Extract each line of the material that contains the word "roof" and copy those lines.

------------------------------------------------------------

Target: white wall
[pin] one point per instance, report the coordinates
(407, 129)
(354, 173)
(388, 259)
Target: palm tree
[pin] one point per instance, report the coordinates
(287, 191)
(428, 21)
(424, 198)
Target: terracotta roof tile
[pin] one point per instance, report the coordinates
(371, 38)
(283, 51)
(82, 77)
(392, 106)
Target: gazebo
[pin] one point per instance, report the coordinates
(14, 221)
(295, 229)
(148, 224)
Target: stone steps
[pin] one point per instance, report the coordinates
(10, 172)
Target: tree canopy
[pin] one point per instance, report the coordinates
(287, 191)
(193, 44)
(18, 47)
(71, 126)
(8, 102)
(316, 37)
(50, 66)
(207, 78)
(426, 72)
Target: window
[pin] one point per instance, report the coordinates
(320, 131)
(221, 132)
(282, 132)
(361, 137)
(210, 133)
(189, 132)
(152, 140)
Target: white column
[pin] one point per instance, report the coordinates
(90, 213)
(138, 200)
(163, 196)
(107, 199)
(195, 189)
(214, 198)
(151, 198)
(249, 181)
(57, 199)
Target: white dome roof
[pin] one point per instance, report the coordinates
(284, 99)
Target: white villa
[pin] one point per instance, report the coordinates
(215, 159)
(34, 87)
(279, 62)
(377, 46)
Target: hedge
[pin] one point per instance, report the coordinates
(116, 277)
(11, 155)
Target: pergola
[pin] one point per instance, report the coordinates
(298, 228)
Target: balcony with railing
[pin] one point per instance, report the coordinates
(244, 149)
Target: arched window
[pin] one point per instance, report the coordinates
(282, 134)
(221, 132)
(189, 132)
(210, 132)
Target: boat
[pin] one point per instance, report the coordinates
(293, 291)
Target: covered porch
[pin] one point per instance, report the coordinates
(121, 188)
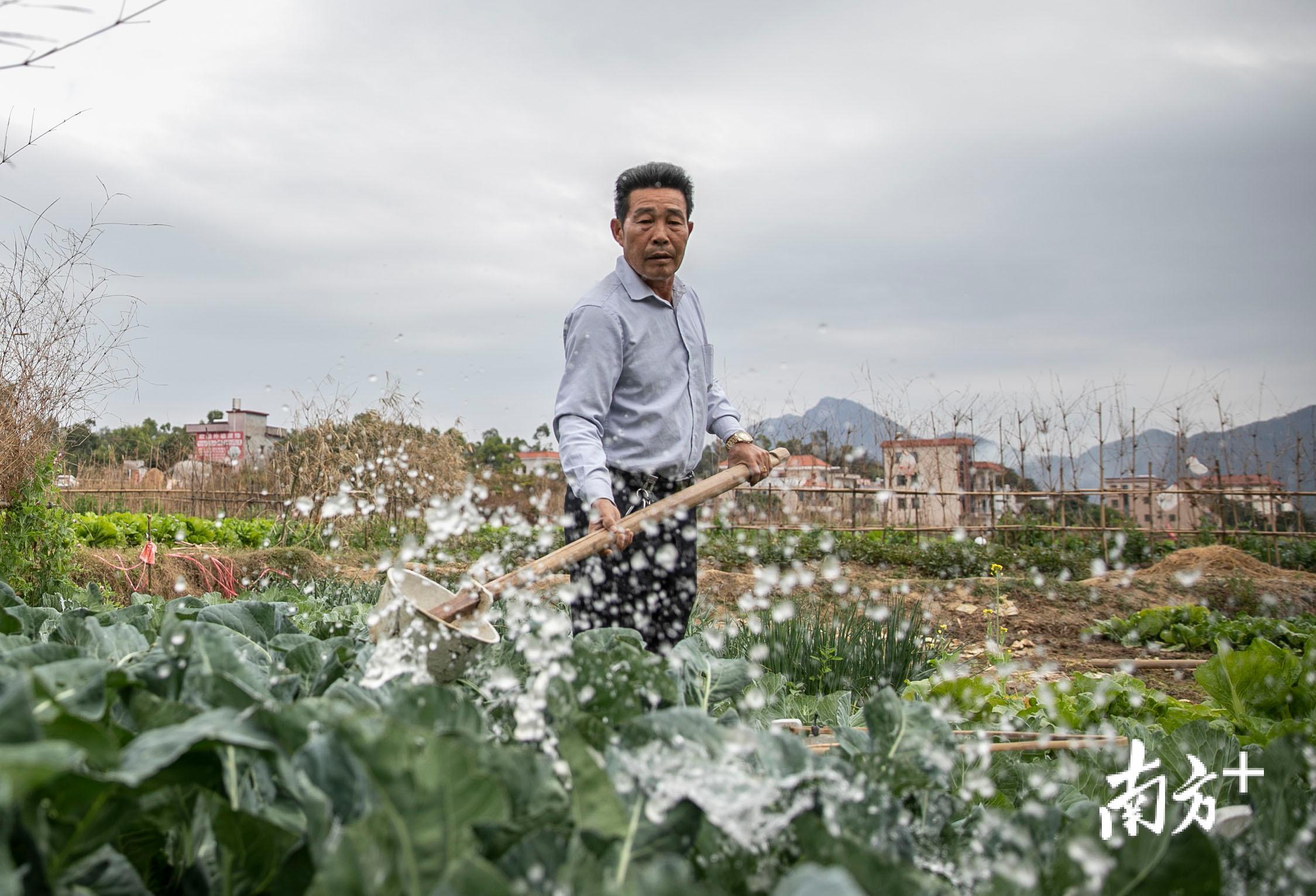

------------------------------------------------------------

[Response to the task]:
Target: terracotta roof tile
Target: white dome roof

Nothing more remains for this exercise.